> [Exercise instructions]: Return the whole listing exactly as it stands.

===

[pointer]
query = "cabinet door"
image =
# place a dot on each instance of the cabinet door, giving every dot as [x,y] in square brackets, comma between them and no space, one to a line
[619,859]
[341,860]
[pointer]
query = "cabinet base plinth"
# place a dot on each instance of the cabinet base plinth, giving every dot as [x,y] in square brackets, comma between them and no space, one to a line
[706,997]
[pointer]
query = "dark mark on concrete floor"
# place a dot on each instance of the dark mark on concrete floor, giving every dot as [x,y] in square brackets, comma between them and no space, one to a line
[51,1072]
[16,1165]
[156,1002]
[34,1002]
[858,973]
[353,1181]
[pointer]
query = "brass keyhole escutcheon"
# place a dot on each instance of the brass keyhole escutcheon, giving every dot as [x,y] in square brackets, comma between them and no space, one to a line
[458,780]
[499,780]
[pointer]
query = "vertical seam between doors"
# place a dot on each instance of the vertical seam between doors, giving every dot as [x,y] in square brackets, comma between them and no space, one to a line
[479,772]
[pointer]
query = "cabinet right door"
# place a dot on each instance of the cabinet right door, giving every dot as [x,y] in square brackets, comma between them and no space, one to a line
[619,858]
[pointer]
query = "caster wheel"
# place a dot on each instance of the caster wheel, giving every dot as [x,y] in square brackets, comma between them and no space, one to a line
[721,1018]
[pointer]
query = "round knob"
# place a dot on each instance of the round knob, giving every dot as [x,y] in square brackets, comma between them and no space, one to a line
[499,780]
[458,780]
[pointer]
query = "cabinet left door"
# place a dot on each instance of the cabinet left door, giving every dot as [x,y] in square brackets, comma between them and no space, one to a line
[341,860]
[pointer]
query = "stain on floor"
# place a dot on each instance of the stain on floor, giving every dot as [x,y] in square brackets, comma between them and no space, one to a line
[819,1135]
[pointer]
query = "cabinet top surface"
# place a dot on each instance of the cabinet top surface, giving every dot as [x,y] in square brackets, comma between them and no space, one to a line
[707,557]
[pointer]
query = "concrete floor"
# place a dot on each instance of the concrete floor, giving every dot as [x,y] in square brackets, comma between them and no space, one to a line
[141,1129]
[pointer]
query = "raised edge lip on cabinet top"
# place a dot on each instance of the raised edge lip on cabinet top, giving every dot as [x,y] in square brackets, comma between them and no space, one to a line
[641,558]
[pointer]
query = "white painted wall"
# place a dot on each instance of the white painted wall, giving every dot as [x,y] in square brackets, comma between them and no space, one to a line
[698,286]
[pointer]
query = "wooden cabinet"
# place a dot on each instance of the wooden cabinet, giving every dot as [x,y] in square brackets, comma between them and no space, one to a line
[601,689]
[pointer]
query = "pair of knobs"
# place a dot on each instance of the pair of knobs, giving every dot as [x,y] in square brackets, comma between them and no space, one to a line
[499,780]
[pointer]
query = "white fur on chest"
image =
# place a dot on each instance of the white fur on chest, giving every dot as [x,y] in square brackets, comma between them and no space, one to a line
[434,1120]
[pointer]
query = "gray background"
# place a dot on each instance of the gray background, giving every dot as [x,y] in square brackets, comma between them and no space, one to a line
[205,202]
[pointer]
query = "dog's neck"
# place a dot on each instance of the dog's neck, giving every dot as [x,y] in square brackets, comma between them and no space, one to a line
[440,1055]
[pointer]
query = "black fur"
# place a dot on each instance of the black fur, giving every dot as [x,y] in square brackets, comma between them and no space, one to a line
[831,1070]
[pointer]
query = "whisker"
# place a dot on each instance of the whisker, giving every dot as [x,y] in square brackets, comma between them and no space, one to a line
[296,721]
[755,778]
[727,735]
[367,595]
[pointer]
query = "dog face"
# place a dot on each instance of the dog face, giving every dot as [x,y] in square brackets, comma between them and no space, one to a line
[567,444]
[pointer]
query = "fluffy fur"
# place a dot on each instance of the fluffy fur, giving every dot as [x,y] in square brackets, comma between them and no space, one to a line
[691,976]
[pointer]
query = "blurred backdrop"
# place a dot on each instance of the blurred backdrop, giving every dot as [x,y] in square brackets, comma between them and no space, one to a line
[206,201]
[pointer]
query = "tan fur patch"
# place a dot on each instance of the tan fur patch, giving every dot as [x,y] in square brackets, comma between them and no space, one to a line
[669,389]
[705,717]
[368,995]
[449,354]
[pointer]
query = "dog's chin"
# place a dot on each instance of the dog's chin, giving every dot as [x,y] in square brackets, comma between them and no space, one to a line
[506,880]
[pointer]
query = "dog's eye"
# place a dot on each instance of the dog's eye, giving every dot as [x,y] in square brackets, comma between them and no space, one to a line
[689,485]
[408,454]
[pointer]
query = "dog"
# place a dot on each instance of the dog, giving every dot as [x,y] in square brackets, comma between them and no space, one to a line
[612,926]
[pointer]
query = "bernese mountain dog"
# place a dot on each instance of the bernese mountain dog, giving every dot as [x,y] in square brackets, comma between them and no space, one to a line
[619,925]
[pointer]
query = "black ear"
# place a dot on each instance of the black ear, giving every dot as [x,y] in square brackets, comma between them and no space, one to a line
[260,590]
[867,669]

===

> [Output for this exercise]:
[pointer]
query = "cabinet door"
image =
# place a dot on each instance of the cabinet door, giving every dot as [x,y] in square brackets, comma between them and no space, one to a line
[619,859]
[341,860]
[pointer]
query = "cabinet base plinth"
# place a dot on each instance of the cabinet base plinth, giving every dot as [x,y] in square brackets, comma between them and no space, one to a line
[706,997]
[pointer]
query = "dark mark on concrete floor"
# place a dot on each instance of the dark mark on concrete floor, giving every dot as [x,y] in square brackets, comma between them and no space, one to a line
[51,1072]
[16,1165]
[156,1002]
[34,1002]
[858,973]
[353,1181]
[pointer]
query = "brass keyhole escutcheon"
# place a dot on each instance of the brass keyhole escutcheon, giving every dot as [x,y] in square brackets, comma between them and no space, one to a line
[458,780]
[499,780]
[pointer]
query = "vertical seam between doors"
# place a dot on each instance of the vertical seam between doors, giving every dot as [x,y] in square brackets, comma between them and no space, one to a line
[479,772]
[pointer]
query = "cabinet right door"
# place a dot on each instance of the cabinet right door, giving every dot as [x,y] in square brackets, comma between them and no space, one to a line
[619,858]
[pointer]
query = "caster wheel"
# place a dot on each instance of the caster wheel, giving every dot as [x,y] in square brackets, comma between them and no space, one to a line
[721,1018]
[pointer]
query = "round knob"
# place a dot on each instance of the round knob, giving every dot as [x,y] in square brackets, comma between them and no space, one to a line
[499,780]
[458,780]
[pointer]
query = "cabinet left door"
# place a dot on each instance of the cabinet left door, giving every dot as [x,y] in square brackets, comma between them and no space, one to a line
[341,860]
[pointer]
query = "stain on floor"
# place a dot on each instance of the stain on floor, giving every dot as [x,y] in square brackets, comma between them and no space, one to a line
[819,1135]
[pointer]
query = "cabinet top surface"
# place a dot on each instance of the cabinet top surface, giving every dot as [x,y] in square brackets, comma between them and no space, one to a line
[707,557]
[pointer]
query = "concrete floor"
# place a dot on each instance of the concrete floor, giving every dot as [x,y] in square brackets, comma between them and no space, one to a line
[141,1129]
[pointer]
query = "raised edge lip on cabinet top"
# place a dot on each instance of the raised edge lip on cabinet top, giving every dot as [x,y] in square brackets, comma between them and no space, one to a line
[641,558]
[pointer]
query = "white painted wall"
# place a dot on each instance of the white painted wall, giving every dot as [x,y] in square brackets, comma between them and no space, one to a line
[698,286]
[pointer]
query = "wooden cabinet"
# place a dot on each instance of the wooden cabinet, giving every dot as [x,y] in square brackets, comma between them and no space, one to a line
[601,689]
[pointer]
query = "pair of knobs"
# place a dot on each instance of the pair of knobs, giving every dot as [x,y] in square brackets, comma between them and no space, one to a line
[499,780]
[pointer]
query = "white fur on chest"
image =
# place a dot on each instance of the white fur on chest, giving every dot as [x,y] in square brackets, comma between them and no space, one to a line
[434,1120]
[pointer]
query = "gray background"
# place a dot on each instance of the gray background, giving every dot as [x,y] in square brackets, comma between them and no space, one to a line
[205,202]
[pointer]
query = "dog's neck"
# place a dot on each instance of the dog's neck, giving every dot as [x,y] in square brackets, comma between them and no space, one to a line
[440,1055]
[pointer]
query = "black fur"
# place a dot on each instance of the black fur, giving every dot as [x,y] in square brackets, comma between them and no space, one to a line
[831,1070]
[pointer]
query = "whisker"
# place a dot on each instance of the whisker, giving every dot as [x,y] in square brackets, comma between them and no space, one to a line
[296,721]
[755,778]
[727,735]
[367,595]
[pointer]
query = "dog face"
# place a dot on each instance of the dog face, giving every dot as [x,y] in square brackets, comma between them and no space, one to a line
[567,444]
[pointer]
query = "fluffy fur"
# place a dot on each instance of the fluffy fur, giving every dot as [x,y] in square brackets, comma between them and no space, one to a line
[691,976]
[pointer]
query = "blurred backdrop"
# place a dot on each instance of the blurred backdrop, giving every dot as [x,y] in square brackets, comma between them and no space, one to a line
[206,201]
[pointer]
query = "tan fur patch"
# place a dot on each instance of the tan fur patch, giving every dot as [x,y] in square brackets, comma between them and no space, one to a line
[669,389]
[705,717]
[368,995]
[449,354]
[pointer]
query = "dog's chin"
# place a dot on each instance of the dog's chin, giving every dot as [x,y] in square brackets, comma between them and no space, one to a line
[506,880]
[pointer]
query = "dog's eye"
# place a dot on each instance of the dog's eye, giving every dot as [x,y] in square brackets, comma between them and no space, one to a line
[689,485]
[408,454]
[pointer]
query = "dog"
# place a dot on each instance of the dog, giving every dot as [x,y] in square brackets, comma between them and no space, one to a line
[612,926]
[pointer]
query = "bernese mountain dog"
# place a dot on each instance of the bernese mountain dog, giving every dot as [x,y] in square brackets, comma between them and no space, one to a line
[619,925]
[pointer]
query = "black ear"
# place a dot on each instance of the black ear, giving every dot as [x,y] in square brackets, comma between them and no space, one to a line
[260,590]
[867,669]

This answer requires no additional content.